Aim 1 »
In the article about the Gandhi Foundation peace award, rewrite the paragraph beginning "The Adivasi organisations wrote a letter of protest" in two or three shorter sentences, keeping its main facts.
Aim 2 »
According to the article about the Gandhi Foundation peace award, which two Adivasi organizations protested the absence of any recipient from their community?
Aim 3 »
Carry on the article about the Gandhi Foundation peace award, picking up after its final sentence.

Supplied passage »
Mainstream India thinks of Adivasis as a monolithic commmunity. As Gladson Dungdung argues, the controversy around the Gandhi Peace Prize shows a need for rethinking these definitions.
By Gladson Dungdung
Adivasis (Indian tribes) have always been neglected and faced decades of government apathy whether it concerns their upliftment or recognition for any extra-ordinary work by the community’s leaders. The London-based Gandhi Foundation recently faced heat of Adivasi organisations after the politics behind the Gandhi Foundation International Peace Award 2011, which is awarded by the foundation, surfaced. The top story on the home page of the organisation’s website reads, “Gandhi Foundation International Peace Award 2011 will be presented to Dr. Binayak Sen and Bulu Imam”. Interestingly, it was mentioned earlier that the award would be presented to Adivasis of India, on behalf of whom Sen and Imam would receive the honour. But the photograph showing two Adivasi women painting on the wall of a community dwelling has not been removed stressing the strong connection between the indigenous community and the Award. Perhaps, the award this year would lose its meaning if the Adivasi connection is completely severed.
Needless to say that the Gandhi Foundation recognises the extraordinary, non-violent work of any individual or group through the international peace award every year, but unfortunately, the organisation didn’t find any extraordinary person in the peace-loving Adivasi community. For the first time, the foundation is facing controversy with Adivasi organisations–Jharkhand Indigenous People’s Forum and Jharkhand Human Rights Movement—protesting the absence of names of any recipient from their community, for whom the award was initially declared in July 2011.
The Adivasi organisations wrote a letter of protest to the foundation’s president Lord Richard Attenborough welcoming the announcement of the award for Adivasis. But they also protested strongly the absence of names of any Adivasi recipient in the award list. “It is extremely painful to know that the foundation has decided to award a renowned doctor and civil rights activist Binayak Sen and Bulu Imam on behalf of Adivasis of India. We have high respect for both the recipients. However, we would not like them to receive the award on behalf of Adivasis of India,” they wrote. They appealed to him to uphold the dignity of Adivasis by changing either the wording or selecting bestowing the award on someone else.
The organisations also wrote a letter to Sen and Imam appealing them either to not receive the award or write to the foundation to change the wording associated with the award before they receive it. In response to the letter, Sen wrote, “We understand your sentiments and feelings. You have raised important issues and questions, and this discussion is extremely important at this juncture. The extended public profiling has never been at our initiative and we would happily step back to a less fractured existence, one that has played havoc with our personal lives.”

Record excerpts »
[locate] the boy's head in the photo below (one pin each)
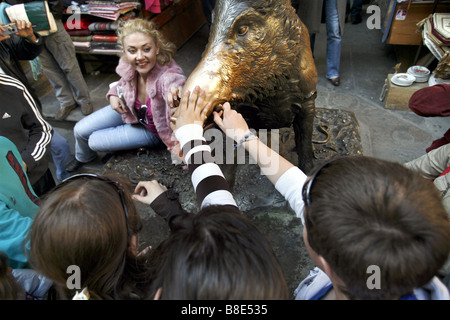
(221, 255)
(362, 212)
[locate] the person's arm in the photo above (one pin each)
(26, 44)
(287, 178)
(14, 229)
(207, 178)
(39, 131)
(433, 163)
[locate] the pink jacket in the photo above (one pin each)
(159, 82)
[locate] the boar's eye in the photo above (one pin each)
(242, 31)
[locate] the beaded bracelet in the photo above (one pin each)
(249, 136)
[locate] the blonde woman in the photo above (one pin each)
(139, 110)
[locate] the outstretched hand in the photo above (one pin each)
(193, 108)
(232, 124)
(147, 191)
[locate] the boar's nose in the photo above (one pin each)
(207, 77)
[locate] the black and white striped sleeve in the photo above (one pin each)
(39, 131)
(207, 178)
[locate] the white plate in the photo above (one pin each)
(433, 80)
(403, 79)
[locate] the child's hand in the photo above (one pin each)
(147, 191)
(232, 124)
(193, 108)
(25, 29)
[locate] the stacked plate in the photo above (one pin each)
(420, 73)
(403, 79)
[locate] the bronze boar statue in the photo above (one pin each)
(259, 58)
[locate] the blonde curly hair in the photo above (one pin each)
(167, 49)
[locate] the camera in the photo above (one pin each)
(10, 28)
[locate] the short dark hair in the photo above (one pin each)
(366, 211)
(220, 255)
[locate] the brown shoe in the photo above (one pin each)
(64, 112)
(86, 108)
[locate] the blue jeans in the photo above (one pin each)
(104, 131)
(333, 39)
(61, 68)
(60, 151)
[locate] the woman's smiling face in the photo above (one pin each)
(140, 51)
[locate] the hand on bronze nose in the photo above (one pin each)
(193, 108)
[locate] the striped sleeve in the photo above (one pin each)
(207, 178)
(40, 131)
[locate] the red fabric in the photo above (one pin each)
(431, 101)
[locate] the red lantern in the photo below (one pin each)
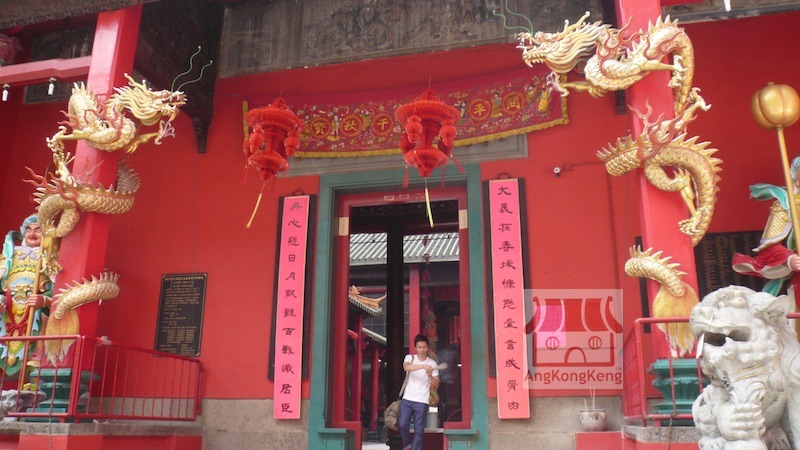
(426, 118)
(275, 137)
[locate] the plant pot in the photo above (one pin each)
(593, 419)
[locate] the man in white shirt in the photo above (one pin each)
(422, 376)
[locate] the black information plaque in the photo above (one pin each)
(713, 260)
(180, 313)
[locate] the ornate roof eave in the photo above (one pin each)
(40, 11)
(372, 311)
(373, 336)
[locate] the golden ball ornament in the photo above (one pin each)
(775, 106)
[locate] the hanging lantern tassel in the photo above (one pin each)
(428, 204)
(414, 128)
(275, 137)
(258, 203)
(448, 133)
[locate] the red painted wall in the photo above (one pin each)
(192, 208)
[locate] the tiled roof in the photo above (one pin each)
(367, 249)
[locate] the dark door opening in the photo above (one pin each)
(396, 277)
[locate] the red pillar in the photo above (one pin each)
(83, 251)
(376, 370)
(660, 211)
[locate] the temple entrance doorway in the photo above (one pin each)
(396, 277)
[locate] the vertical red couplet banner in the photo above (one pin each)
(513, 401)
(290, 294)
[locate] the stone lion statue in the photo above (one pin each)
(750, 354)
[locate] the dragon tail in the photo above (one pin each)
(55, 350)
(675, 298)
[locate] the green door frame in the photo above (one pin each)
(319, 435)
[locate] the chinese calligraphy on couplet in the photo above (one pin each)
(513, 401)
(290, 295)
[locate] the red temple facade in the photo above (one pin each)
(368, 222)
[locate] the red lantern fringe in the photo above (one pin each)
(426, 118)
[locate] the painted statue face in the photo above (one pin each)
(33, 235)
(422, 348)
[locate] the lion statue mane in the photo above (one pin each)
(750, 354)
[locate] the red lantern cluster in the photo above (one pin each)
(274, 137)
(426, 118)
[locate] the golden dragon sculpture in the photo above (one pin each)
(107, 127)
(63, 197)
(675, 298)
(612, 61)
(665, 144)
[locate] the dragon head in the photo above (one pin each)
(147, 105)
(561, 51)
* * *
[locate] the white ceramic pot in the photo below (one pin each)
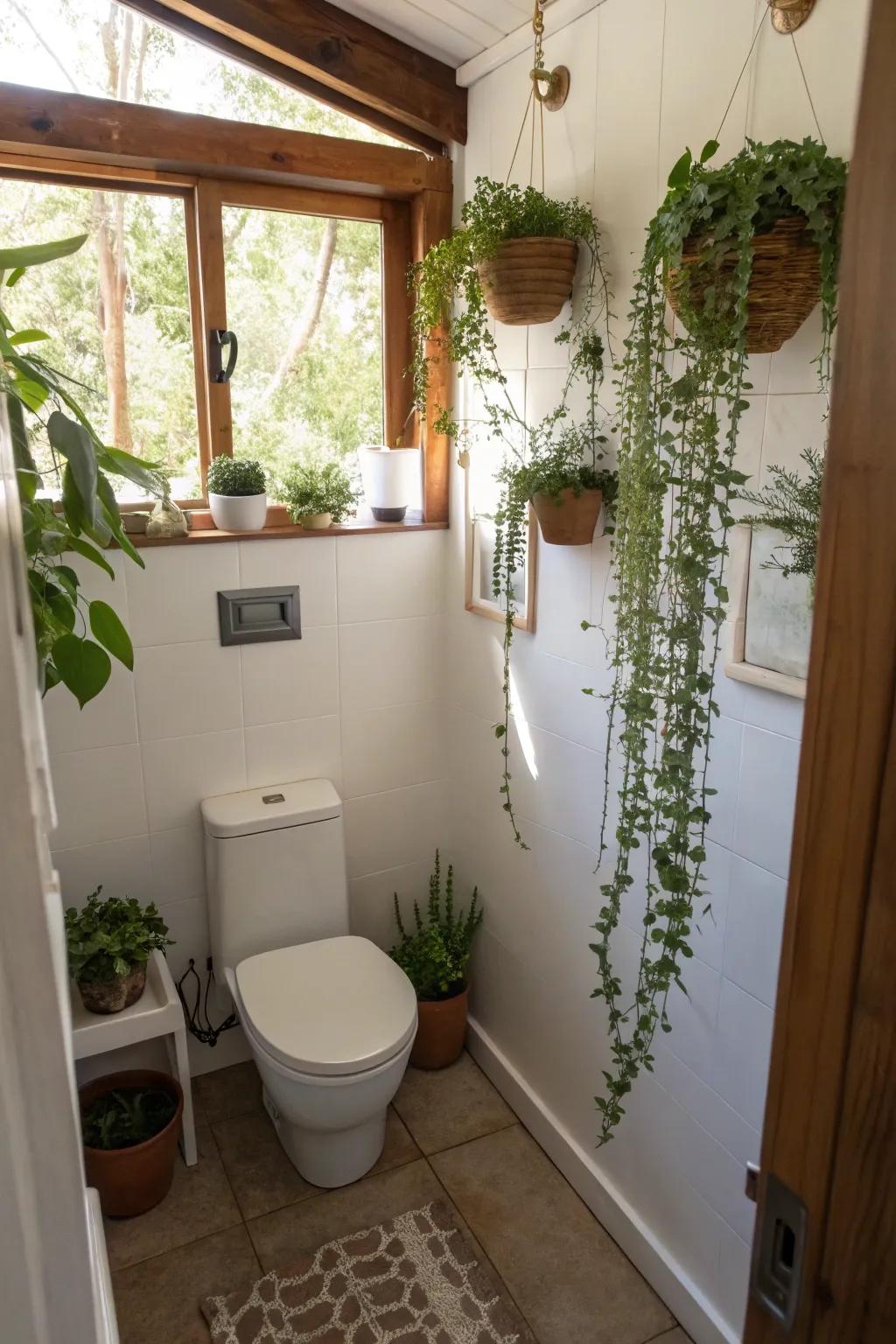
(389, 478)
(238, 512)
---
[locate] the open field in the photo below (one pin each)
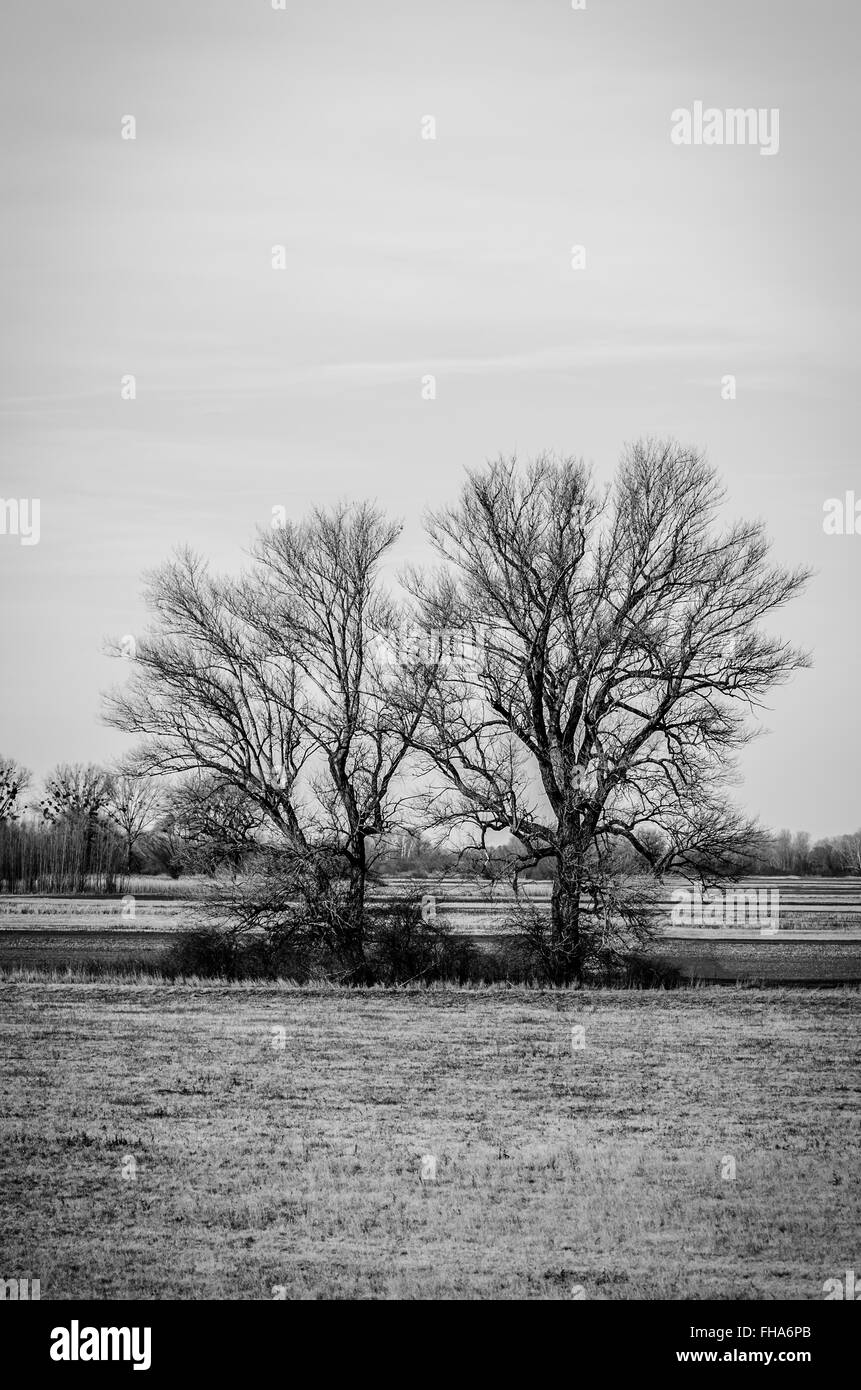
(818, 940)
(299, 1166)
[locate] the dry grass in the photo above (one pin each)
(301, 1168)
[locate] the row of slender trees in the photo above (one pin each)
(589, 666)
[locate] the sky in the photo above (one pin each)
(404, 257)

Written answer 1 »
The Adivasi organizations wrote to the foundation's president, Lord Richard Attenborough, welcoming the award for Adivasis but strongly protesting that no Adivasi recipient was named. They respected Binayak Sen and Bulu Imam but did not want them to receive the award on behalf of Adivasis of India. They asked him to uphold Adivasi dignity by either changing the wording or giving the award to someone else.

Written answer 2 »
Jharkhand Indigenous People's Forum and Jharkhand Human Rights Movement.

Written answer 3 »
He further wrote, “However, we have used this profiling to raise issues related to the dysfunctional developmental policies and their effects on the lives and concerns of the people of India, which has meant that we have often spoken of people we know most closely, the toiling people and Adivasis of central India. At no point, have we claimed to represent Adivasis.”
Similarly, Imam also responded, “In my opinion, the award should be given to him individually and not on behalf of the tribal people of India. I do not represent the tribal people of India, and never claimed to do so.”
The Adivasi organisations used the virtual media to gather massive support for their protest. Noted film maker Anand Patwardhan wrote, “What you wrote is true, but I think it is equally important to point out that someone like Binayak Sen, whom I know personally to be one of the most modest and self-effacing people I have met, would never knowingly usurp an honour meant for Adivasis.” Similarly, social activist Swami Agnivesh wrote, “I fully endorse the sentiments of my eminent Adivasi colleagues.”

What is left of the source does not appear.